> WHAT YOU WILL DO: Swap "dot" for "point" in the records from the line with "Target: concrete pillar" to the line with "column 129, row 245", and give back only those lines with nothing else changed.

> EXTRACTED DATA:

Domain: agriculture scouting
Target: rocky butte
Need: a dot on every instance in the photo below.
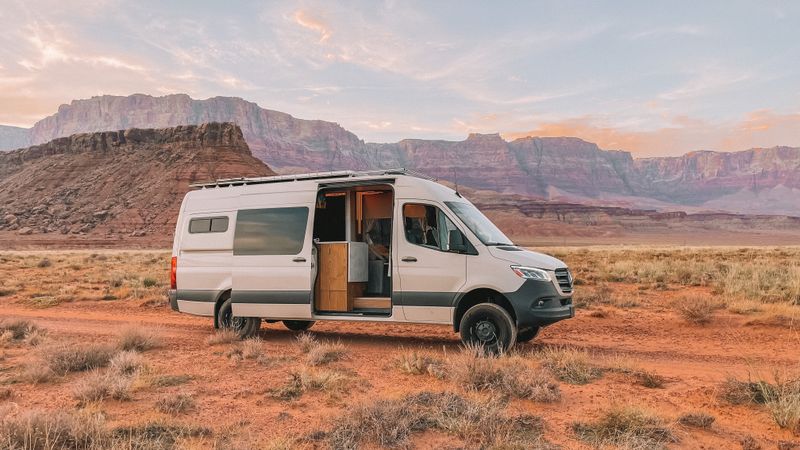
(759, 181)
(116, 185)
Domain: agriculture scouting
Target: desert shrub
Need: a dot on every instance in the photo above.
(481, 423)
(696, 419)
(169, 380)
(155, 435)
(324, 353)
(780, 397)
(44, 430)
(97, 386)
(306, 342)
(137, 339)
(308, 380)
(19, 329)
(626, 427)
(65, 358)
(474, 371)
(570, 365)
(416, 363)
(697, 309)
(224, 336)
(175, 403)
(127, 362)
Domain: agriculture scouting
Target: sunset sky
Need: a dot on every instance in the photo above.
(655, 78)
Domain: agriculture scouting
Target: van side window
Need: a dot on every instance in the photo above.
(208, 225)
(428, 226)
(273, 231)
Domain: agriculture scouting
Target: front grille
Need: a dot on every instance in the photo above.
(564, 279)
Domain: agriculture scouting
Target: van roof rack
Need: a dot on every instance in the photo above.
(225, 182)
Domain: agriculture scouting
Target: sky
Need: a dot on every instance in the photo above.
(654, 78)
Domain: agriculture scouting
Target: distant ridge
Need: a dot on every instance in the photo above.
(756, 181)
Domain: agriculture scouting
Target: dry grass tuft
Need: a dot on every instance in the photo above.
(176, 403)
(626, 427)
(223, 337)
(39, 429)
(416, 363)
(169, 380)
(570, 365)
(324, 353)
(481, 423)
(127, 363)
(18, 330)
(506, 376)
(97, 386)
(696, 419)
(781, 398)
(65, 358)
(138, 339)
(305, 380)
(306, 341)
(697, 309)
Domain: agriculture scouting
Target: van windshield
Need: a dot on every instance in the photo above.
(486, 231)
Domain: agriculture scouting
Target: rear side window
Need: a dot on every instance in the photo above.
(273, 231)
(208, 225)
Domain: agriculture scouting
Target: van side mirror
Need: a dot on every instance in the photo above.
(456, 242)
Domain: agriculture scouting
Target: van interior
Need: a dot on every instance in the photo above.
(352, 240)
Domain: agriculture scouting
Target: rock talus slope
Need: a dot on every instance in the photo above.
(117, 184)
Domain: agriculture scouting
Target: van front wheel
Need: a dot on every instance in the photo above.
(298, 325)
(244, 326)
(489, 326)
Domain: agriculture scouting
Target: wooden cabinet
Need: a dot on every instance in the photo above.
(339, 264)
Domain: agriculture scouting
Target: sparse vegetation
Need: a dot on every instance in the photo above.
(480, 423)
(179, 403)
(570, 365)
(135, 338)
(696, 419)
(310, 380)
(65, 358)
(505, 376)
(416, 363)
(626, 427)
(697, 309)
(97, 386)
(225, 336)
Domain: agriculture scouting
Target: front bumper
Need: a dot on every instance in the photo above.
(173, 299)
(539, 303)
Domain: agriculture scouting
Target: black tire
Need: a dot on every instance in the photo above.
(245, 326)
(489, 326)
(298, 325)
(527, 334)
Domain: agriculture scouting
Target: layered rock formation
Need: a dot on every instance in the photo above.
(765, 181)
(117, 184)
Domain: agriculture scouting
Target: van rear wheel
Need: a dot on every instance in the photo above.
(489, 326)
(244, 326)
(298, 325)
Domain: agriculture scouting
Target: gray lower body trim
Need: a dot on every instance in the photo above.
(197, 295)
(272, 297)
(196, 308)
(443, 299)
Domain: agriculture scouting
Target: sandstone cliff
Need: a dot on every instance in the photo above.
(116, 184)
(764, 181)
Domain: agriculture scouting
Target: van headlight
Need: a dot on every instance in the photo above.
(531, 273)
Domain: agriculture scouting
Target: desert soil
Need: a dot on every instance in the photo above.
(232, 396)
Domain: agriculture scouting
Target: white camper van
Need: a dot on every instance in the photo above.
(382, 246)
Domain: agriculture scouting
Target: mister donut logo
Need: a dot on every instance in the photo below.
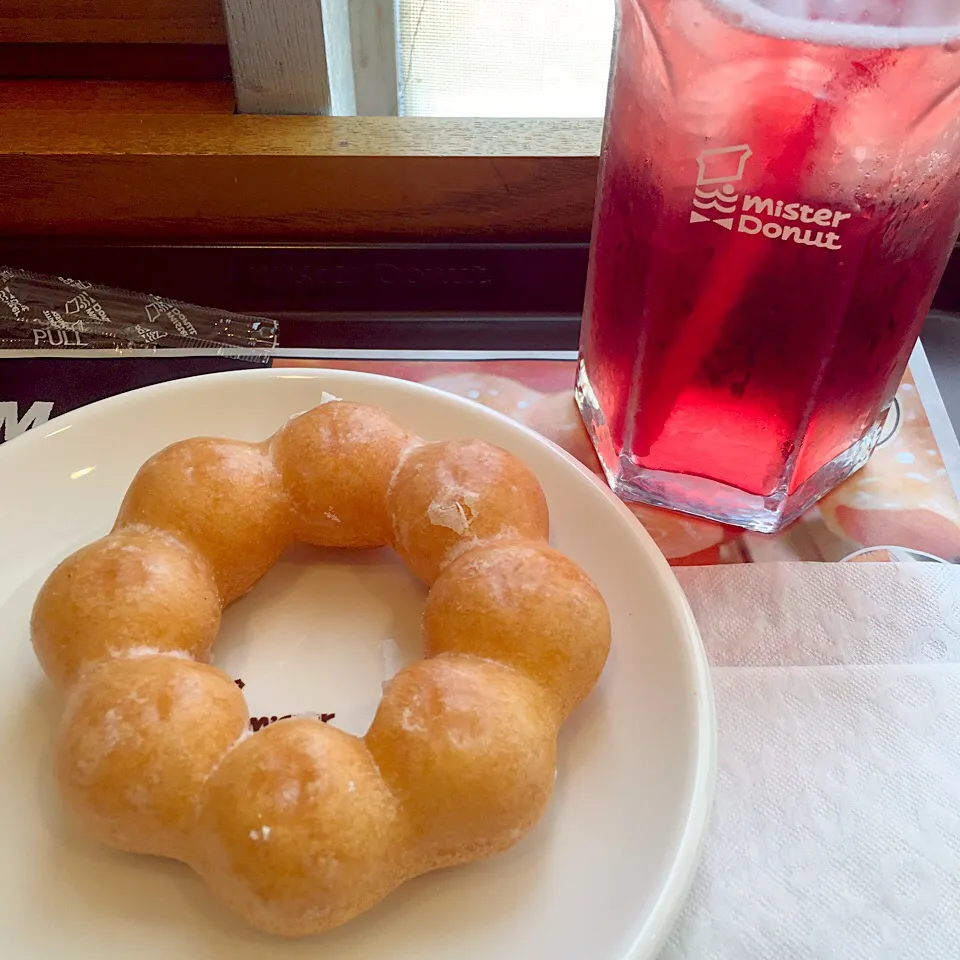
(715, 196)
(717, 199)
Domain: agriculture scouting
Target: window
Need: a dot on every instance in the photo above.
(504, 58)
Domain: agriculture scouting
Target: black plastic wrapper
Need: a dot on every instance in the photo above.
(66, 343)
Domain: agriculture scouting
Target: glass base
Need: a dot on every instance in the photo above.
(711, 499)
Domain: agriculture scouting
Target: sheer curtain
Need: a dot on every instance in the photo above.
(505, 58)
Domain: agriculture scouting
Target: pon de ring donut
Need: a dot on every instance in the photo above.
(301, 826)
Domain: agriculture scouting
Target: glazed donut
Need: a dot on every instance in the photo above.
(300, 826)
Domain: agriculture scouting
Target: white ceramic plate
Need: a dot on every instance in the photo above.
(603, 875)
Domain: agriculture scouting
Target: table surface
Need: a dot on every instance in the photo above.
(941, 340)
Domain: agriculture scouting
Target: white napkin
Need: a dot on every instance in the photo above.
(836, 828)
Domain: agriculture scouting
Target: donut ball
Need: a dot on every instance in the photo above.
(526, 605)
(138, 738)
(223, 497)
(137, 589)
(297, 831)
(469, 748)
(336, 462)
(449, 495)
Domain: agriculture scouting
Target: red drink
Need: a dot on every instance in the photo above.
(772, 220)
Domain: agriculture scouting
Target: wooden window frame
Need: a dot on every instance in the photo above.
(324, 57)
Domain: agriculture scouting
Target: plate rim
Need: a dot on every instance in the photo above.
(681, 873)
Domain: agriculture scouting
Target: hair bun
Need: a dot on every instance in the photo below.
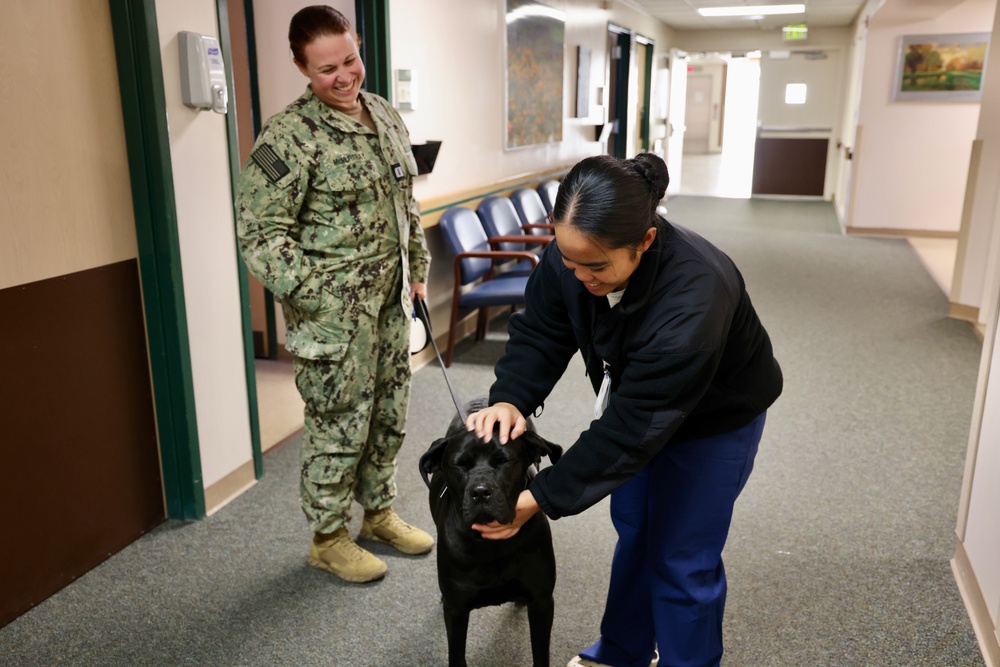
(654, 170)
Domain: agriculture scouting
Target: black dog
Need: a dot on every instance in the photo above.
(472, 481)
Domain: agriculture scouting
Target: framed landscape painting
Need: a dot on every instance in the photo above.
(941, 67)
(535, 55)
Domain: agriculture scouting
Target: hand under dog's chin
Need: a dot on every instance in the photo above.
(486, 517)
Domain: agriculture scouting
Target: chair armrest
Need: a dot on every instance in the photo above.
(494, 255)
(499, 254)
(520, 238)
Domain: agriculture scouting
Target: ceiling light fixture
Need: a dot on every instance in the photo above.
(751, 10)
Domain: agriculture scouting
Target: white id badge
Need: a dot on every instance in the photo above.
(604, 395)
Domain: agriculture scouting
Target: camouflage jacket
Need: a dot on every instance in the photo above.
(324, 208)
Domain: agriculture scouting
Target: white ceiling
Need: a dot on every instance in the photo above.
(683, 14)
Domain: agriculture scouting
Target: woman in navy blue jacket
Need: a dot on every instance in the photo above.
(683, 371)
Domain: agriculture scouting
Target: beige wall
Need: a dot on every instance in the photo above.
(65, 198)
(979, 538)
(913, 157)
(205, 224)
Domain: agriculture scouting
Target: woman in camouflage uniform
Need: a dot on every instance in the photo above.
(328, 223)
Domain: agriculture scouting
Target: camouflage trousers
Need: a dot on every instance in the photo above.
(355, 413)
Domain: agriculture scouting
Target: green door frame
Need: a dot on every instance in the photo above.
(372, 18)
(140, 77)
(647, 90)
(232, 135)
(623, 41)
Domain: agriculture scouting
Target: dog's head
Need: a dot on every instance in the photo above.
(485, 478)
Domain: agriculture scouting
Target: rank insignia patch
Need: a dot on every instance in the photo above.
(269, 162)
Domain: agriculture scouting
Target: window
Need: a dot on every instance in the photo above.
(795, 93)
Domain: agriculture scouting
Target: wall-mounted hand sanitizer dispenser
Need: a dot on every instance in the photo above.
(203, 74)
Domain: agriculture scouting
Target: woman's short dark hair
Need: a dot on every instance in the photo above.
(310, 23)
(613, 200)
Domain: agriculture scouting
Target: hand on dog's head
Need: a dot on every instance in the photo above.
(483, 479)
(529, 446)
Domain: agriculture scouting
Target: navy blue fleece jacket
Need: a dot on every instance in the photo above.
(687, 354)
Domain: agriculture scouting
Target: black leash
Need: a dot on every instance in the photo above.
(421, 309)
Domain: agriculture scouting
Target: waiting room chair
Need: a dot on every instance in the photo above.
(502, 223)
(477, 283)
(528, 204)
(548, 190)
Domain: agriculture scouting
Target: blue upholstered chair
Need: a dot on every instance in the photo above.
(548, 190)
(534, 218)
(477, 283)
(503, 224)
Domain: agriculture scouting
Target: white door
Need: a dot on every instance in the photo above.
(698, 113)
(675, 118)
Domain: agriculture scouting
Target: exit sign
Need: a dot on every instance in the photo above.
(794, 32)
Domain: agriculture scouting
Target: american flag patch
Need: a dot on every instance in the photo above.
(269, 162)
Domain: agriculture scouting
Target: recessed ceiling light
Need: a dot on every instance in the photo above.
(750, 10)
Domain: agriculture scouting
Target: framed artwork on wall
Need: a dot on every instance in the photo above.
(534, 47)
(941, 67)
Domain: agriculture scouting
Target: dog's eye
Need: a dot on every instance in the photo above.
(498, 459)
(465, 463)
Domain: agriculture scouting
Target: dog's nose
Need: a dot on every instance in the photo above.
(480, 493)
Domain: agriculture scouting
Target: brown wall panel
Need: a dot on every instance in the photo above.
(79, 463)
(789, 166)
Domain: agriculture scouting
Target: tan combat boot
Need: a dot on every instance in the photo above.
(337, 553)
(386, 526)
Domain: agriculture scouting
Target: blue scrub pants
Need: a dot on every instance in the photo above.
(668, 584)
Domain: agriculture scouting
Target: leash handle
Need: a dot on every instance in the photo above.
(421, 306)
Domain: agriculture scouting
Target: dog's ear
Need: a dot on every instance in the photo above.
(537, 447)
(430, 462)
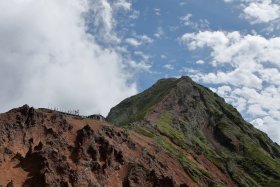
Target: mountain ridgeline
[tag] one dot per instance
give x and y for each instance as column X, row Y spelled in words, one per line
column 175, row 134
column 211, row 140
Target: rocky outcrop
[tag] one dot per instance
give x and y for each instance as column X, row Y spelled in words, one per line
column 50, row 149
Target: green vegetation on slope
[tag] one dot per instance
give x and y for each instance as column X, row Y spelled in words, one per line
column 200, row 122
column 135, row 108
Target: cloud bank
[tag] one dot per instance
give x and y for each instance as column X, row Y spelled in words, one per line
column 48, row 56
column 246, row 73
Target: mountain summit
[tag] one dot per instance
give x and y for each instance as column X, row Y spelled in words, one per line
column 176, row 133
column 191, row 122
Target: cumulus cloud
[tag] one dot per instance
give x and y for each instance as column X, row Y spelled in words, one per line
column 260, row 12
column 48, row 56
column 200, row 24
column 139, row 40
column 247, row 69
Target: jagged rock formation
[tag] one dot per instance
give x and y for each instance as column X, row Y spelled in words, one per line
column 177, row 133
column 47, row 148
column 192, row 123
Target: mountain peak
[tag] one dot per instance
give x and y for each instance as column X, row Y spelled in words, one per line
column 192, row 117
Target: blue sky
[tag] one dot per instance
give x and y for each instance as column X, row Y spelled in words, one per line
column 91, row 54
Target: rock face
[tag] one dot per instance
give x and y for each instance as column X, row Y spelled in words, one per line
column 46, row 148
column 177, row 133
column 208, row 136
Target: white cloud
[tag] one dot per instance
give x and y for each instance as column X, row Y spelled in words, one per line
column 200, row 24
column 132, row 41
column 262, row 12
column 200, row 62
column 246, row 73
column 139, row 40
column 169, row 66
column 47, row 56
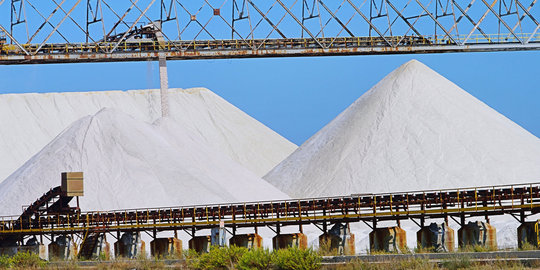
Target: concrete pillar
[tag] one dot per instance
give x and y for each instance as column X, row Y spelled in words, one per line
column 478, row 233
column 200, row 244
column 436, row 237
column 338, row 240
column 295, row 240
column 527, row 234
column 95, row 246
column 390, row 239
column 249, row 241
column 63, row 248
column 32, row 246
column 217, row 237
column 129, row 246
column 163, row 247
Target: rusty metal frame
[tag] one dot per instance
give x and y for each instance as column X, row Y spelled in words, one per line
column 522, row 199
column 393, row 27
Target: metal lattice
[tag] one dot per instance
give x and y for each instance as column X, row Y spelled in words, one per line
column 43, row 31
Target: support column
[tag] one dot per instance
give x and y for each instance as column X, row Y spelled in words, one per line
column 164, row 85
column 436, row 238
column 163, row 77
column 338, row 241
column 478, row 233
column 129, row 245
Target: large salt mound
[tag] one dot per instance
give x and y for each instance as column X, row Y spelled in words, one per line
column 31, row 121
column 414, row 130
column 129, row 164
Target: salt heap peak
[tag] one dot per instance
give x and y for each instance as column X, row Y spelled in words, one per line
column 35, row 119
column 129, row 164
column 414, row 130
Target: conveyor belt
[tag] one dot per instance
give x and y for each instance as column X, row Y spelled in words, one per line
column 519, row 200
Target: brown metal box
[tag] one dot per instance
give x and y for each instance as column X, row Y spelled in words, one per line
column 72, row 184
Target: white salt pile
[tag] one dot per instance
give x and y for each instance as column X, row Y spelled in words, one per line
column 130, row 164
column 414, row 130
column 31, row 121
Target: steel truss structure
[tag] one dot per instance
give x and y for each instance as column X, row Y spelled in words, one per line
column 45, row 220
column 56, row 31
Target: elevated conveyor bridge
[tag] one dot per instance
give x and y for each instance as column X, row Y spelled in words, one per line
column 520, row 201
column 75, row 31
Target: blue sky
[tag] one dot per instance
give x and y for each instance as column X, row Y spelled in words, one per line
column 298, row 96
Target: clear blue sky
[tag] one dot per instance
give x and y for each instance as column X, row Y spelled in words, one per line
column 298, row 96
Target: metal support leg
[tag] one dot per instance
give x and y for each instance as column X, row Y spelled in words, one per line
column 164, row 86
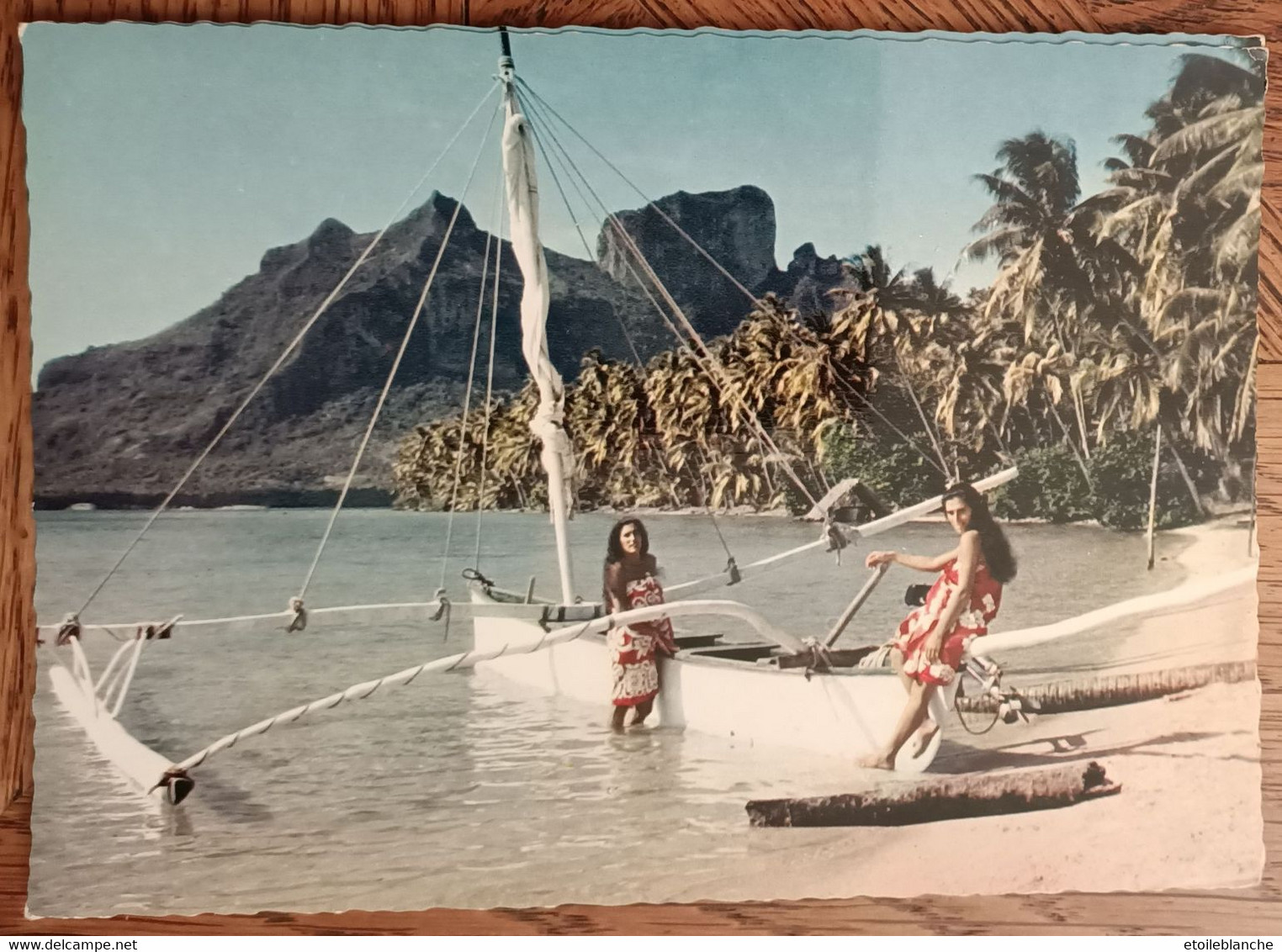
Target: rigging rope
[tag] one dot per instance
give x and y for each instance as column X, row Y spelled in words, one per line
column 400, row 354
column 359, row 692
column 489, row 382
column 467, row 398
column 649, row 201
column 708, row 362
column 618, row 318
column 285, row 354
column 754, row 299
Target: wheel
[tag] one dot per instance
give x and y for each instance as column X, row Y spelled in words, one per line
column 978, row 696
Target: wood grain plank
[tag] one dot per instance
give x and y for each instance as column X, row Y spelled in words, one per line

> RESPONSE BELOW:
Target: concrete pillar
[tag] one point per instance
give x and y for each instance as column X, row Y spelled in words, one per line
column 478, row 233
column 200, row 244
column 436, row 237
column 338, row 240
column 295, row 240
column 527, row 234
column 95, row 246
column 390, row 239
column 249, row 241
column 63, row 248
column 32, row 246
column 217, row 237
column 129, row 246
column 163, row 247
Target: rusty metal frame
[tag] one point per instance
give x and y for each instance as column X, row Y spelled in words, one per line
column 522, row 199
column 393, row 27
Target: metal lattice
[tag] one point per instance
give x and y for each instance as column X, row Y spelled in words, one per line
column 43, row 31
Target: support column
[tag] one point per instance
give x and y for each instance as column X, row Y spelled in words, one per line
column 164, row 85
column 436, row 238
column 163, row 77
column 338, row 241
column 478, row 233
column 129, row 245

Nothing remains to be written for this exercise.